I’ve written about processes before.

I also review my own processes regularly.

Why the focus on processes?

Where the puck is going

You know that many businesses were adversely impacted by COVID-19.

You probably also know that there are businesses that adapted to the new normal. Stories such as this:

When a department store in China realized customers would not be able to access its brick-and-mortar location during the COVID-19 quarantine, it partnered with an outside organization to focus on a new channel — social marketing. Using its own employees and sales clerks to host, the organization reported that one livestream event generated the same revenue as pre-coronavirus weekly in-store sales

Another study showed that almost 30 percent of marketers struggle to stay nimble due to one key factor—processes.

At Deloitte, the idea of professional development has shifted from as an event to in the flow of work:

We know that experience-based, bite-size, “just-in-time” learning is more effective than traditional classroom instruction. It makes sense, after all, that the skills we pick up on the job—when we actually need them for success—stick with us more than the ones we learn about abstractly in the classroom.

This has transformed learning, as we know it, from self-paced, asynchronous online learning to an integrated digital, virtual, and in-person learning experience.

An important step to take

While the internet has opened possibilities for us to reach a larger audience, you now become annoyed when you are bombarded with offers that are irrelevant to your needs.

As Greg Isenberg puts it:

As the internet is becoming increasingly bespoke, we crave smaller, more thoughtful communities.

And you know that having a strategy that are aligned to your niche audience gives you a better chance at meeting their needs.

As a one-person business, you need to stay nimble and adjust your strategies to serve your customers the way they want to be served.

-- TASK ITEM --
Please answer these questions using the piece on processes.
(a) What new channel did the department store in China turn to during the COVID-19 quarantine?
(b) What share of marketers struggle to stay nimble because of processes?
(c) According to Greg Isenberg, what do we crave as the internet becomes increasingly bespoke?

Stored entries
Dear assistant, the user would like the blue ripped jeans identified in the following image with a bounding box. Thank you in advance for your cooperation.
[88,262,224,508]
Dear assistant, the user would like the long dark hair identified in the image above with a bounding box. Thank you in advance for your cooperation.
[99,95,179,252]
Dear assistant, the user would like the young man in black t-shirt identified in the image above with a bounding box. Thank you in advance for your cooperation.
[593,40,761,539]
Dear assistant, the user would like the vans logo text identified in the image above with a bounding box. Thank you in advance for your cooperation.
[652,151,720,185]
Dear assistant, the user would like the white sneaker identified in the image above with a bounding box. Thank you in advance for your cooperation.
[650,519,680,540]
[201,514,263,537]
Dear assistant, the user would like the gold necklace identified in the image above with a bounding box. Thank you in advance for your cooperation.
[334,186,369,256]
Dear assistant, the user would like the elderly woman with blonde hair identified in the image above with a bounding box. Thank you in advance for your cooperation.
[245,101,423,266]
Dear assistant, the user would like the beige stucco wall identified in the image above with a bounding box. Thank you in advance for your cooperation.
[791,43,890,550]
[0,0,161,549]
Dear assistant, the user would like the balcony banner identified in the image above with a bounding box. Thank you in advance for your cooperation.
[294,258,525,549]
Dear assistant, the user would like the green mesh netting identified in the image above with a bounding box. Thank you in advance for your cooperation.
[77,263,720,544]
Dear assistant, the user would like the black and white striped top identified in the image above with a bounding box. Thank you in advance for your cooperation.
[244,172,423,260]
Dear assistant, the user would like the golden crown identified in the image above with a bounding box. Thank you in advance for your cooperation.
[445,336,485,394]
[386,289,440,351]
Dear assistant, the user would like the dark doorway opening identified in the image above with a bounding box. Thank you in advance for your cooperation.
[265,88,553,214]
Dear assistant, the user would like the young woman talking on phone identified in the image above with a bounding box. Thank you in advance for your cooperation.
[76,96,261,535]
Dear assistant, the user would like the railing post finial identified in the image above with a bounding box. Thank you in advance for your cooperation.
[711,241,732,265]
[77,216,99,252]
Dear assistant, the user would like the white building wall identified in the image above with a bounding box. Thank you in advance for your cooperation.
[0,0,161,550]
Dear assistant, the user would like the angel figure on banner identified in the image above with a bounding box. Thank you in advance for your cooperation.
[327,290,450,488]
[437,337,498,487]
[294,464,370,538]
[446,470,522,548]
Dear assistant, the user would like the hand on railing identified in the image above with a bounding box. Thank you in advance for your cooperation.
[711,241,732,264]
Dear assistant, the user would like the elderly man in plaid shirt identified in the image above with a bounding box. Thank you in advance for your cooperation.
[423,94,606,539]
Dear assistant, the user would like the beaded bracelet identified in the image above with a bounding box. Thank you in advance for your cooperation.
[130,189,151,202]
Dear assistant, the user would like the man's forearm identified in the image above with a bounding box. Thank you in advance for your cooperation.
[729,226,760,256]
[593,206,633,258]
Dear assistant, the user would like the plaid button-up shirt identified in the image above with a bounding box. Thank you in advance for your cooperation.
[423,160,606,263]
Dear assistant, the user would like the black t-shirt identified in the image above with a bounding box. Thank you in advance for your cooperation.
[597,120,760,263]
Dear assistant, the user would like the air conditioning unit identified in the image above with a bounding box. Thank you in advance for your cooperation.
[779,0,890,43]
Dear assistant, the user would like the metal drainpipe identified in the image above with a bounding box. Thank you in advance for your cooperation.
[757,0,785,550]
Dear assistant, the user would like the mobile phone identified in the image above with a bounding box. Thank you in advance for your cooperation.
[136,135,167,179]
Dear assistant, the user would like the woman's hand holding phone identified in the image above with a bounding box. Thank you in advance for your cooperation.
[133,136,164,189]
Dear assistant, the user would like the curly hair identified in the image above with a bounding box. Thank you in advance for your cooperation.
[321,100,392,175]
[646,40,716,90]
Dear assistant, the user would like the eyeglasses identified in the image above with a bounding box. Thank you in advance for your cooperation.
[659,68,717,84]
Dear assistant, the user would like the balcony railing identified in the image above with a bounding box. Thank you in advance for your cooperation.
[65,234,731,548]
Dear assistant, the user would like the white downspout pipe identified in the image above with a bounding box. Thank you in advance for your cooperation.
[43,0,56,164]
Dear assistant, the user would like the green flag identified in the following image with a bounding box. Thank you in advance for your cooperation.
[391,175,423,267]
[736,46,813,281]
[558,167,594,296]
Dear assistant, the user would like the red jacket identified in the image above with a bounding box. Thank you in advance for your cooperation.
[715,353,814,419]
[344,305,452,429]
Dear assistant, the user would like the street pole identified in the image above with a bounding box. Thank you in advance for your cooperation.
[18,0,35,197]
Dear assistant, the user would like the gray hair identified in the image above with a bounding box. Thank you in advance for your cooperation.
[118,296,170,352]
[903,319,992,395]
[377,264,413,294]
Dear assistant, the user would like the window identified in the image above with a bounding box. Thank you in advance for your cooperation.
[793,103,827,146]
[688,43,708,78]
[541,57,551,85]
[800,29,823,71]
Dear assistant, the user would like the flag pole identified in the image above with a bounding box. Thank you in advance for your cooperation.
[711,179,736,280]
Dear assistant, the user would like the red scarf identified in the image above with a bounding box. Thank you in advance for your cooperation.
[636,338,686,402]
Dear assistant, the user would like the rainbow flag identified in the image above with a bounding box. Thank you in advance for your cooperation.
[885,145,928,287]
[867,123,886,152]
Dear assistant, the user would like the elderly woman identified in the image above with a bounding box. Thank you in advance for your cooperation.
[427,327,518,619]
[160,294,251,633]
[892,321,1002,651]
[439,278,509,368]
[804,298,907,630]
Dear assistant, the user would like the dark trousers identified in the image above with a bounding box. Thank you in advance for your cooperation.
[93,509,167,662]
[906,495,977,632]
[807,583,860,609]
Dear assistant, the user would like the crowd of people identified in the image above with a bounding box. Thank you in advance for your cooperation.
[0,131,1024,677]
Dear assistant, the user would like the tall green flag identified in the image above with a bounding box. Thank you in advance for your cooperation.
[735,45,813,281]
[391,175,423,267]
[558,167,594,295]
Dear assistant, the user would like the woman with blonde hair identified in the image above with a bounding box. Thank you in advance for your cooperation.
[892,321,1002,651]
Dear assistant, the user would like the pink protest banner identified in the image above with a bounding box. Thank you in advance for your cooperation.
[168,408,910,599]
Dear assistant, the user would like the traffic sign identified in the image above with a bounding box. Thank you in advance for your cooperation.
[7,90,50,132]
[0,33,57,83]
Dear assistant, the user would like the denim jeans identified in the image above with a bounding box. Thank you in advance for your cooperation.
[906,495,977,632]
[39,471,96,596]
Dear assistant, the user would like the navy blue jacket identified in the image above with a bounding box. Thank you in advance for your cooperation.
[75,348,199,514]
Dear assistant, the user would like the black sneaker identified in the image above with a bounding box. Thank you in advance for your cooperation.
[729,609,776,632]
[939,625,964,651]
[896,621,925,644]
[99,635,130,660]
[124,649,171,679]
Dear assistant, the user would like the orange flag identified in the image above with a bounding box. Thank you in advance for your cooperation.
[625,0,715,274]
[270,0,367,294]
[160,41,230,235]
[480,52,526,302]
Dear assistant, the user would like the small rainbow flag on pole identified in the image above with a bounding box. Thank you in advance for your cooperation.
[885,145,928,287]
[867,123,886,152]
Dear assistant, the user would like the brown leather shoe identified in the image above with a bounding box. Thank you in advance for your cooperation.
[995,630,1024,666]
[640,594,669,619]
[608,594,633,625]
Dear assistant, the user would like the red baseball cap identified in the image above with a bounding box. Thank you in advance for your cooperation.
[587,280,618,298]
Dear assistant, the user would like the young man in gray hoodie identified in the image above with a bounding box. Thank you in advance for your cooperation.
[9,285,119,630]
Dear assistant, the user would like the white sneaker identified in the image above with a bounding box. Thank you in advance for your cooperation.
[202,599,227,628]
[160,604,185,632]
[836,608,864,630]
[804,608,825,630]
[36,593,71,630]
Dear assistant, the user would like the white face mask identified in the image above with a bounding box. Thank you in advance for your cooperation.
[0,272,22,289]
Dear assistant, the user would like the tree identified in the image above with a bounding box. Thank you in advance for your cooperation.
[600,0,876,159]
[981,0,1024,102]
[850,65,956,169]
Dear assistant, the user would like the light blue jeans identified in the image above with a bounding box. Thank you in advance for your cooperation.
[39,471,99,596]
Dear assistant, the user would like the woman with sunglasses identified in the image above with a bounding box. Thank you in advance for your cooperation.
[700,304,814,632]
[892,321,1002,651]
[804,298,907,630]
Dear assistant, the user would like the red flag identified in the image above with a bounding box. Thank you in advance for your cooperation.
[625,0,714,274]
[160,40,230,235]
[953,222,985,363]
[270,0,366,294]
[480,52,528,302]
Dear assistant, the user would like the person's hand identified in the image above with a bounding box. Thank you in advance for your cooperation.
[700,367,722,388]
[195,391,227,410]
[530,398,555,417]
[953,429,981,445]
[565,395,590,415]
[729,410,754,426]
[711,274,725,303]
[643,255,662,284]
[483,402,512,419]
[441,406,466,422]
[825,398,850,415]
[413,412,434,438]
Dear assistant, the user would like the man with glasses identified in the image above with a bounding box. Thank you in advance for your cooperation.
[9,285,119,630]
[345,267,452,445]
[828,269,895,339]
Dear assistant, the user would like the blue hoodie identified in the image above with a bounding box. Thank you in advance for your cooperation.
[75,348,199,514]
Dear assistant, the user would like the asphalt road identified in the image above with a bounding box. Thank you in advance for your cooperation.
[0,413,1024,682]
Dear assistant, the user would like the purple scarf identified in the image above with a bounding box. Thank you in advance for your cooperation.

-- SOLUTION TO THIS EXERCISE --
(a) Social marketing.
(b) Almost 30 percent.
(c) Smaller, more thoughtful communities.